- **QUOTED TEXT**

======

Domestic violence and abuse can affect anyone

In the lead up to the 6th National Safeguarding Conference, an experienced member of the NHS National Safeguarding Team dispels some of the myths surrounding domestic violence, abuse, threats and controlling or coercive behaviour. Their name has been withheld to protect the victim within their family:

While working in the NHS, I have sadly been exposed to the negative impact and poor outcomes that victims of domestic abuse and violence endure.

I have been trained and am skilled in my ability to spot the signs of domestic abuse and know who, how, when and where to support, sign-post and refer victims for protection.

Despite this training and my knowledge and skills, nothing prepared me for the reality I faced when domestic abuse affected a close member of my family.

Even in 2019, domestic abuse is thought to be a problem for a stereo typed cohort of society, namely people from socio-economically deprived and uneducated backgrounds. This is not the case.

I am not socio-economically deprived, am fortunate enough to be well educated and supported throughout my life from a loving and caring family. I have a secure and rewarding job as is the case for my close family member, who I will refer to as X.

She is highly educated and has a respected professional role, and same can be said of her partner. As is so often the case, the domestic abuse started during her first pregnancy and, as is all too often the case for many victims, she hid what she was enduring for many years.

I feel angry and ashamed to say that I did not initially spot the signs of the abuse X was enduring. Even when I did, I felt helpless as she was reluctant to accept any kind of help or support, as she was sure that in time things would improve. I shared the evidence with her, including the potential ill effects that domestic abuse can have on children, and felt utterly powerless while she repeatedly asked me to support her by “doing nothing”.

I felt so desperate that I had to personally confide in a close friend and police officer who reiterated all that I already knew, that X would have to work through the issues herself and that she would leave in her own time and only when she was ready to do so. Although she did leave many times, she sadly returned many times after being given promises of changed behaviour.

At times I feared something terrible would happen to her and her children and that it would be my fault as I had done as she requested – nothing.

She now acknowledges that she endured controlling behaviour for many years including being locked in the house; having her car keys taken; the baby’s car seat withheld and the car insurance cancelled.

She also endured coercive behaviours which included financial abuse, where she was forced to take out finance agreements in her name as her partner was unable to secure the credit he wanted for many unnecessary luxury items.

======

- **GIVEN PROBLEM 1**
In the account of domestic abuse, why was X forced to take out finance agreements in her own name? Answer in one to three sentences.
- **GIVEN PROBLEM 2**
Return every line of the records that contains the string "sneaker", and treat uppercase and lowercase as different.
The records below have no connection to the account of domestic abuse above.

- **RECORDS FOR THIS EXERCISE**
======

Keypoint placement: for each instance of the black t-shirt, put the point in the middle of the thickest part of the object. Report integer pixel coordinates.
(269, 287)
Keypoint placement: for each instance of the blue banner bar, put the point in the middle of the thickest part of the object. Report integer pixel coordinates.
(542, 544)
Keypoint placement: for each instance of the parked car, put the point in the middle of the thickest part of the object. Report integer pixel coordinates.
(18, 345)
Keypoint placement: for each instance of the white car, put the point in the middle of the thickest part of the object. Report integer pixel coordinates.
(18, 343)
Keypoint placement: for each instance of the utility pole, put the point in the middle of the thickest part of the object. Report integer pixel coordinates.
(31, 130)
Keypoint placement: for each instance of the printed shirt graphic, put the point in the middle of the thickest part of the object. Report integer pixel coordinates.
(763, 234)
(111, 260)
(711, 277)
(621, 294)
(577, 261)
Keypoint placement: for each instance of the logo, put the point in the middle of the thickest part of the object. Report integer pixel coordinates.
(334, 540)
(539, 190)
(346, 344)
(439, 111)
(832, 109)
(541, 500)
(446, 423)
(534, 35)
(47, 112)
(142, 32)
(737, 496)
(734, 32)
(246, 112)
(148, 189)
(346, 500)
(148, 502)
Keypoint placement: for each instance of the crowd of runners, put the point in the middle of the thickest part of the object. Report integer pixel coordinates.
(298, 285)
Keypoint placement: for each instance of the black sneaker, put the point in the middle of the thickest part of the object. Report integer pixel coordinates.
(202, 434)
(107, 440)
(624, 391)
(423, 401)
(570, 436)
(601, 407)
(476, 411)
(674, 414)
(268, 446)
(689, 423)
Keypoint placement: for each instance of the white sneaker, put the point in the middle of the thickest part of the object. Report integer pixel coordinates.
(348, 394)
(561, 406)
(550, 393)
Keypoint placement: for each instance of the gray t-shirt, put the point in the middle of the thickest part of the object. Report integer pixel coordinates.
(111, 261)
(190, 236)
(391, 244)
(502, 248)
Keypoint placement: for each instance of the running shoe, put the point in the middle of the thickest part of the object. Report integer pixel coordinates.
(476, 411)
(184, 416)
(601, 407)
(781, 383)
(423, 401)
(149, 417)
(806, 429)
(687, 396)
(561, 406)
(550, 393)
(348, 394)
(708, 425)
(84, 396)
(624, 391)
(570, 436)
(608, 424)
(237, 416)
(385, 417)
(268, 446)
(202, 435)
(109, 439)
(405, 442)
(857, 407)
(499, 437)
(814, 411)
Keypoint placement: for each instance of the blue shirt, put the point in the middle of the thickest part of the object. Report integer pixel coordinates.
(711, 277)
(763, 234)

======

- **TASK RESULT 1**
Her partner could not get the credit he wanted for many unnecessary luxury items. So she was forced to take out the agreements in her name.

- **TASK RESULT 2**
Keypoint placement: for each instance of the black sneaker, put the point in the middle of the thickest part of the object. Report integer pixel coordinates.
Keypoint placement: for each instance of the white sneaker, put the point in the middle of the thickest part of the object. Report integer pixel coordinates.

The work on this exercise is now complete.